ACTIVITY
Continue the blog post and comment thread on Veleda's speech and the spread of Christianity in Rome, starting after its last sentence.

PASSAGE SHOWN

Veleda's speech or sermon has to be performed on screen. The part that we read concludes:
"'Hoofs in heaven heavily ring. Lightning leaps, blazing lances. All the earth resounds with anger. Seas in surge smite the shores. Now will Nerha naught more suffer. Wrathful she rides to bring down Rome, the war gods with her, the wolves and ravens.'" (p. 556)
Whose gods are stronger? Virgil prophesied eternal empire for Rome - which perhaps she still has in the spiritual realm. The Classical and Biblical traditions converged. The New Testament was written in Greek. The Fourth Gospel identifies the prophesied Christ with the philosophical Logos. Although Moses and the prophets displaced Homer and the poets as inspired authorities on theology and morality, the Greeks remained the genesis, as it were, of secular literature. This comprehensive synthesis leaves us Northerners with our Eddas on the periphery of Eurasian civilization where the Time Patrol labours to keep us.
15 comments:
Though the actual conversion of large numbers to Christianity didn't take place until the 3rd century crisis.
Kaor, Mr. Stirling!
I would be a bit hesitant about minimizing too far how many early Catholics there were in the first two centuries AD. I think it's reasonable to think there were about 150,000 Christians in the Empire by Marcus Aurelius' time.
Ad astra! Sean
Sean: yes, 100-150K is reasonable. OTOH, note that the Roman Empire's population was around 70 million and that there were over a million Jews. Most early Christian converts were among those who'd been 'fellow-travelers' of the Jews, attracted to monotheism but not the complex religious laws of Judaism.
Kaor, Mr. Stirling!
I agree, the Jewish Diaspora helped to lay the foundations for the spread of Christianity. I get the impression Christians soon became fairly numerous in Asia Minor, the Levant, and Egypt. In the pars Occidens of the Empire Christians were most numerous in the larger cities, such as Rome and Carthage in those first two centuries.
Ad astra! Sean
Sean: yes, but you have to keep in mind that all large urban areas in the Roman Empire had negative population growth -- more deaths than births. It required a constant influx from the countryside just to maintain their population. So a religion confined to cities was in constant danger of extinction, because its adherents couldn't reproduce themselves.

DATA EXCERPTS

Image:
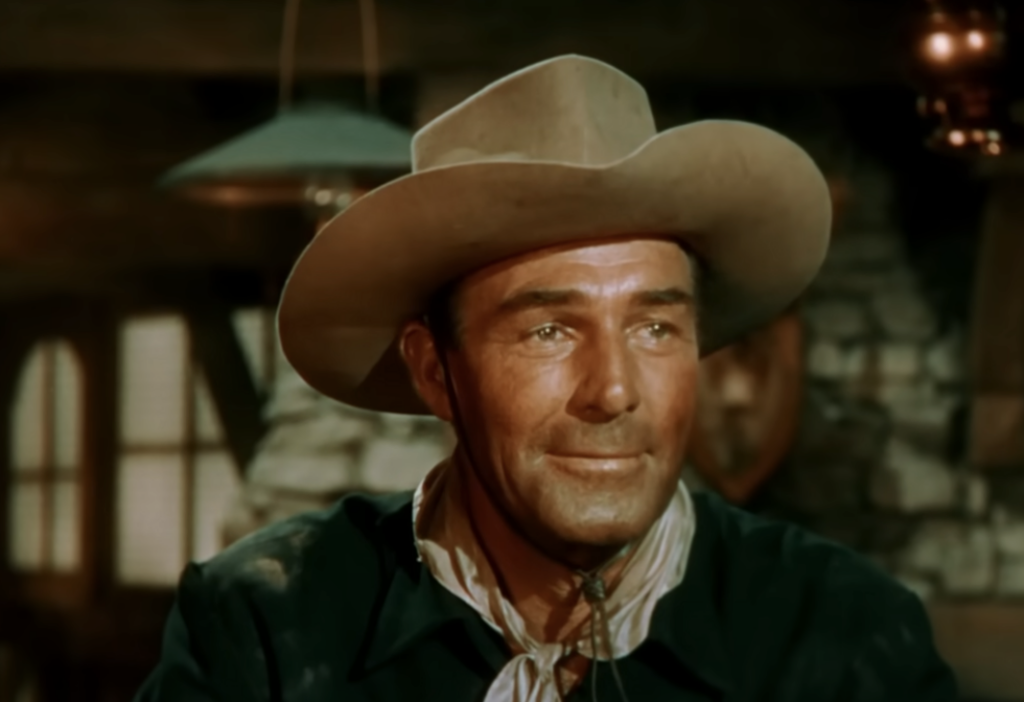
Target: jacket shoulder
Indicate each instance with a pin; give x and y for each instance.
(307, 547)
(766, 559)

RESPONSE BOX
Note that most pre-Christian religions were 'site-specific'; that is, they were limited to a particular ethnic and locational context. They traveled with the people who followed them, of course. Universalistic religions were a new development.
Buddhism and Zoroastrianism were potentially universalistic; Buddhism did spread by conversion, though it didn't -replace- previous faiths so much as interact with them. Note the mutual relations of Shinto and Buddhism in Japan, for example. The next wave of universalistic religions were more successful -- or less tolerant.
I think Harry's CROSSTIME TRAFFIC -- specifically the first book in the series, GUNPOWDER EMPIRE -- gives a likely outcome of the Roman Empire never falling and not having a 3rd-century crisis because 'Imperator Agrippa" (who lived longer, in that timeline) successfully incorporated Germania into the Empire. In it, various types of Christianity exist, but they never overwhelmed the other religions, which continue to exist as a melange.
NB: in that timeline, Europe and adjacent areas experiences roughly what China did -- periods of chaos, but mostly existing as a unitary state.
Kaor, Mr. Stirling!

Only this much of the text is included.